■ **EXERCISE AIM**: Shift every coordinate in the answers by adding -127 to each number, then write out the lines of the records below again, requests included, starting at the line containing "Could you please indicate the gutter" and ending at the end of the records.

■ **ENTRIES**:
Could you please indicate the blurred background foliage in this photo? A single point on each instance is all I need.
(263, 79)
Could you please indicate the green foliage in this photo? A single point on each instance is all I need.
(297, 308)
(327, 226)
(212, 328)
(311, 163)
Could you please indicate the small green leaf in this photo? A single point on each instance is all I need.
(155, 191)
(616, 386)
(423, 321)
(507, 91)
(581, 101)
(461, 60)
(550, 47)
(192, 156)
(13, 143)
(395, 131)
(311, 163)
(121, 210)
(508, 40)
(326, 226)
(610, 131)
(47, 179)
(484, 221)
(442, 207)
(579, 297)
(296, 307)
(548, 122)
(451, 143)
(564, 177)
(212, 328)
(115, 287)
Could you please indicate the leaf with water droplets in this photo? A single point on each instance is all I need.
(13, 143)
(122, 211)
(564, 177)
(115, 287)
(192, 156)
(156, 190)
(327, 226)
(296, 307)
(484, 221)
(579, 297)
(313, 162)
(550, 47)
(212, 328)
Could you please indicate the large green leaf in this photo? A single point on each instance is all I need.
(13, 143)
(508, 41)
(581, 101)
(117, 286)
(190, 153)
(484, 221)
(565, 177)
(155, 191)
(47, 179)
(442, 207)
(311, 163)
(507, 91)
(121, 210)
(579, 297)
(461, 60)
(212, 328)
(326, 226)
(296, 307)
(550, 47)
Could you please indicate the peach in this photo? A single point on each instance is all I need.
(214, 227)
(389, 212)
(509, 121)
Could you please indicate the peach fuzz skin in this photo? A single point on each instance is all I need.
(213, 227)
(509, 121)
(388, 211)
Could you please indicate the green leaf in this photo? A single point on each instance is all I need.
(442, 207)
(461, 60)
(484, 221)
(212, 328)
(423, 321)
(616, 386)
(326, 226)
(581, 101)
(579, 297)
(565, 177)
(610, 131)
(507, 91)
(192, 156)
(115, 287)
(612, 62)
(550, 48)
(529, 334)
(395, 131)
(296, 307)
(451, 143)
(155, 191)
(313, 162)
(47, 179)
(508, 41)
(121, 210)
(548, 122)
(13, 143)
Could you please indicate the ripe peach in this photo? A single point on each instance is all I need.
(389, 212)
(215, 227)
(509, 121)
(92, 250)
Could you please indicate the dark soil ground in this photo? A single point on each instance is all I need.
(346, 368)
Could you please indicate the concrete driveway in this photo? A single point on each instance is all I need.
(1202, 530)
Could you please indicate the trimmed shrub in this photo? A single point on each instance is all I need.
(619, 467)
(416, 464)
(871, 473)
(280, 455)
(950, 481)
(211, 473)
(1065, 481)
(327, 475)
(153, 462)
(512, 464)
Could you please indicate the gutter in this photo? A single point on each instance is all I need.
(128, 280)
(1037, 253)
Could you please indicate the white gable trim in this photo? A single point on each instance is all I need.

■ **SOLUTION**:
Could you please indicate the gutter in this photo? A single point on each instance is all I need.
(1, 153)
(910, 126)
Could you please indicate the white gable trim in this photo? A single point on each instance is all I need.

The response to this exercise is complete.